- **Text**
=== Section Start ===

Dysfunction within the temporomandibular (jaw) joint on one or both sides.

 COMMON SYMPTOMS 

If you suffer from chronic headaches, neck pain, jaw pain, earaches, or shoulder pain, you could have TMJD. Other common symptoms are:

  • Clenching and grinding the teeth.

  • A change in the way the teeth fit together.

  • Headaches and migraines.

  • Ear stuffiness or pain.

  • Radiating pain in the face, jaw, or neck.

  • Restricted range of motion in the jaw including jaw locking, inflammation, trigger points, and joint sounds (clicking, popping, grinding)

Some less common symptoms include tinnitus, nausea, lacrimation (eye watering), sensitive teeth, dizziness, vision problems, arthritis, and fibromyalgia.

 ABOUT THE JAW JOINT 

The joint is located on either side of the head just in front of the ear and is where the lower jaw, called the mandible, attaches to the skull on the temporal bone. The temporomandibular joint and the muscles that surround it are what allow us to talk, yawn, and chew. The TMJ is a combination of a hinge joint and a sliding joint, with intricately interwoven tissues attached to the joint and surrounding structures. Nerves and major pathways for nerves that are responsible for connecting the brain and spinal cord also run through the joint making this area vulnerable to injury. The temporo-mandibular joint is one of the most challenging and complicated joints in the body because so many factors can contribute to dysfunction.

 

People can be predisposed to developing tmjd due to genetics, improper development of muscles, ligaments, and bones, and experiencing trauma to the face neck and jaw.

 

The primary causes of tmjd are imbalances in the facial muscles due to over-use habits such as chewing gum or only chewing on one side, malocclusion (misalignment of the teeth), cranial bone misalignment (which affects joint mechanics), any postural dysfunction that affects the position of the head (forward slouching, head/neck extension), direct or indirect trauma, stress levels that lead to clenching or grinding, sinus blockage or infection, and/or joint pathology.

=== Section End ===

Collected data
=== Section Start ===

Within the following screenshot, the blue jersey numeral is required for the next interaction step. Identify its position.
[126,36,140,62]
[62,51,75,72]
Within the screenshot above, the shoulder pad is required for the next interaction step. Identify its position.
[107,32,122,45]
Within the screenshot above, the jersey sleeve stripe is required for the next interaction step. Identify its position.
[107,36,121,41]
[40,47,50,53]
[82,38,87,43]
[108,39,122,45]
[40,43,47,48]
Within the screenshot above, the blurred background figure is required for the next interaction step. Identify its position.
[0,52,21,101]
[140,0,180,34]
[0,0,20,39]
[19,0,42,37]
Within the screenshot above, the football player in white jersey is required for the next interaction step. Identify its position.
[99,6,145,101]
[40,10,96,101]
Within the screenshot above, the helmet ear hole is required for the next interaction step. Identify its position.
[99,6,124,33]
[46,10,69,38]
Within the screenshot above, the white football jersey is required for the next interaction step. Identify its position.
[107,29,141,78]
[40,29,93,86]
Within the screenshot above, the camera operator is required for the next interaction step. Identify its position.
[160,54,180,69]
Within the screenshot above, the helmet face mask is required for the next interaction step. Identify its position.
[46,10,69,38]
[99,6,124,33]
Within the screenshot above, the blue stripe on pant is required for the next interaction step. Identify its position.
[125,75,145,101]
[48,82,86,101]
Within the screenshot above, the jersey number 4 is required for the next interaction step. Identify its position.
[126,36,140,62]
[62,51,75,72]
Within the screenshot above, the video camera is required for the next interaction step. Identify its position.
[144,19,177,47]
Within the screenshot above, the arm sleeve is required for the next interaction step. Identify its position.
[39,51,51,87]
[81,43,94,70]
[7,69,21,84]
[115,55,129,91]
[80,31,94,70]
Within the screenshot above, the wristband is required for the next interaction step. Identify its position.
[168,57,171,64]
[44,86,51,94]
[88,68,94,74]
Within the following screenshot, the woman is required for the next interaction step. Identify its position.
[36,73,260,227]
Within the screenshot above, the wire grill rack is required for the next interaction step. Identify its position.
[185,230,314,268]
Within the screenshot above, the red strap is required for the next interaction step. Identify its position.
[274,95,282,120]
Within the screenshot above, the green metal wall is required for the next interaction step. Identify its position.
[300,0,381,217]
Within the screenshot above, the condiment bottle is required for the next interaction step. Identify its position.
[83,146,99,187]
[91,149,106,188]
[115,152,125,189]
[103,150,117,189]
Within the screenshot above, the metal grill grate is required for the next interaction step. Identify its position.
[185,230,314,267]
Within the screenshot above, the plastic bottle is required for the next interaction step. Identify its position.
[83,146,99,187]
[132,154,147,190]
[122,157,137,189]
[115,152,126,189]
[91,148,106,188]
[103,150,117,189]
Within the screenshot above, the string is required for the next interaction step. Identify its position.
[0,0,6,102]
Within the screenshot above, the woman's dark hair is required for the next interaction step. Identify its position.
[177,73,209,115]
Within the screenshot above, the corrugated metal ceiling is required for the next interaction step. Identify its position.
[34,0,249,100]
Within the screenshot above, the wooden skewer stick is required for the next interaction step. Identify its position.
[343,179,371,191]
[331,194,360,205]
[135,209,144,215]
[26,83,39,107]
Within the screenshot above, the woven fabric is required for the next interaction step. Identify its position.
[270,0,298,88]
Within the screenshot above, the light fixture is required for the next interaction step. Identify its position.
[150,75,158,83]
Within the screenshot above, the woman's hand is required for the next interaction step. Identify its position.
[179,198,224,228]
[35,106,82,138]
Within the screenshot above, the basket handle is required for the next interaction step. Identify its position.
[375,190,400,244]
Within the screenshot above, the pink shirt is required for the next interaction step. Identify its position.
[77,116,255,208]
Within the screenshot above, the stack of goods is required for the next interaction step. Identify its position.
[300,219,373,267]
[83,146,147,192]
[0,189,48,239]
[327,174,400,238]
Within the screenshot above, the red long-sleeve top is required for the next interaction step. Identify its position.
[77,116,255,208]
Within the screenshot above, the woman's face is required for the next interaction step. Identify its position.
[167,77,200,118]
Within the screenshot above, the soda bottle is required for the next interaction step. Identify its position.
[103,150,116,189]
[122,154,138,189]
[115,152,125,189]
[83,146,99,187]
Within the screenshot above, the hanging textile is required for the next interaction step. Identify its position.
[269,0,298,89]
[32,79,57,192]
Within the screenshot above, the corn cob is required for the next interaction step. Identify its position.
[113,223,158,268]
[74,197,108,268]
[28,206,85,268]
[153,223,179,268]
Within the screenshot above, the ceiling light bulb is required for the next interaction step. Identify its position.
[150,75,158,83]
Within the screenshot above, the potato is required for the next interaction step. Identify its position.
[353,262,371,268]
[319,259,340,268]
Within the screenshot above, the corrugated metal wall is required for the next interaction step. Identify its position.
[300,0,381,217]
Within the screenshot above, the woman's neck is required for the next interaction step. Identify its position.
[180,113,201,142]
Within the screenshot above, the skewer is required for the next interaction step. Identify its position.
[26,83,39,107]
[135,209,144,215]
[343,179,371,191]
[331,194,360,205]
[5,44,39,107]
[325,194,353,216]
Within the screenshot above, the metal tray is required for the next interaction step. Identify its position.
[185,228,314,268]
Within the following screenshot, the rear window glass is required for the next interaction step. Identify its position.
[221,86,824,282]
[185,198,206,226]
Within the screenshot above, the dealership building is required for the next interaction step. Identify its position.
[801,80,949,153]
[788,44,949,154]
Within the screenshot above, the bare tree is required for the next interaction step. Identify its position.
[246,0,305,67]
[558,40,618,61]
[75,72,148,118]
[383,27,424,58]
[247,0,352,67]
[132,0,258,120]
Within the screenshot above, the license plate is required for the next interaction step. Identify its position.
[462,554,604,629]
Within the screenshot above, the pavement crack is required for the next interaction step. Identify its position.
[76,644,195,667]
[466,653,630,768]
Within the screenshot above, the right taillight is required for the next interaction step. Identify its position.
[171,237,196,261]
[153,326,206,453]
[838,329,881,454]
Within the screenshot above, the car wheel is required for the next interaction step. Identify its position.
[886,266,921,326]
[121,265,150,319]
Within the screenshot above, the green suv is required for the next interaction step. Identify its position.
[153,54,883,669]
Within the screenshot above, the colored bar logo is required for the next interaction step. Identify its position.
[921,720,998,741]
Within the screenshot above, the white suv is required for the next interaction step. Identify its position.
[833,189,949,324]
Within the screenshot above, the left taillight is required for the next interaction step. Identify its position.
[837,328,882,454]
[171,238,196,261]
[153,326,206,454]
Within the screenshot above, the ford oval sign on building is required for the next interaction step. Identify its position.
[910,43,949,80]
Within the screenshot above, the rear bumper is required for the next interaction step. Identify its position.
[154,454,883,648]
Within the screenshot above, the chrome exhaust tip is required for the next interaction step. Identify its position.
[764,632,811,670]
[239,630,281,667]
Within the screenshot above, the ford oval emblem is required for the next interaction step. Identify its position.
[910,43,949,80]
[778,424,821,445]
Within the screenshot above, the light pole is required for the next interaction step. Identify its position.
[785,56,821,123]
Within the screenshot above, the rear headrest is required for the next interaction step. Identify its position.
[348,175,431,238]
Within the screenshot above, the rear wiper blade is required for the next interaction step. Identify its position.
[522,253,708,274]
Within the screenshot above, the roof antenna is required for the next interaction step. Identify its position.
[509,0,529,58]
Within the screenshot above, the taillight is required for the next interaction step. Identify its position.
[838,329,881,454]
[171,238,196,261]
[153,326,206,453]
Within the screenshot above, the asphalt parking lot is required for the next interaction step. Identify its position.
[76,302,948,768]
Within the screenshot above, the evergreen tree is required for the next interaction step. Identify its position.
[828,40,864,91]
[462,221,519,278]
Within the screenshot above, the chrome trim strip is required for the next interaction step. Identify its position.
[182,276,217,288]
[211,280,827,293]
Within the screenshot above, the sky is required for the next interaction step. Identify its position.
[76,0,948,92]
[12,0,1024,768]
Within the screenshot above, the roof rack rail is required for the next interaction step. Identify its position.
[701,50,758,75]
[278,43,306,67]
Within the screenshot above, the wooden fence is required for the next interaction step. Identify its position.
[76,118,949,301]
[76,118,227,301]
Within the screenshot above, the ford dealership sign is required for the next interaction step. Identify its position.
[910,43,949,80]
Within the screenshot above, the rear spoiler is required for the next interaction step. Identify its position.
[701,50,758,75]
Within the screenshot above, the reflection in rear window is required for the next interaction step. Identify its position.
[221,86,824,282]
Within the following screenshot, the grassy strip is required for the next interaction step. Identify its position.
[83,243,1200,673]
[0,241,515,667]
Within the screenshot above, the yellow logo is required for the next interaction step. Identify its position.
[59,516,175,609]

=== Section End ===

- **Task requirements**
a) Summarize the TMJD text in two sentences.
b) Translate this sentence from the TMJD text into Spanish: "The temporomandibular joint and the muscles that surround it are what allow us to talk, yawn, and chew."
c) List every less common symptom that the TMJD text names.

- **Activity answers**
a) TMJD is dysfunction of the temporomandibular joint on one or both sides, and its common symptoms include headaches, neck, jaw, ear, or shoulder pain, teeth clenching and grinding, and restricted jaw motion. The joint combines a hinge and a sliding joint and is vulnerable to injury, and the disorder can arise from genetics, trauma, muscle imbalances from over-use habits, malocclusion, postural dysfunction, stress, sinus problems, or joint pathology.

b) La articulación temporomandibular y los músculos que la rodean son lo que nos permite hablar, bostezar y masticar.

c)
- Tinnitus
- Nausea
- Lacrimation (eye watering)
- Sensitive teeth
- Dizziness
- Vision problems
- Arthritis
- Fibromyalgia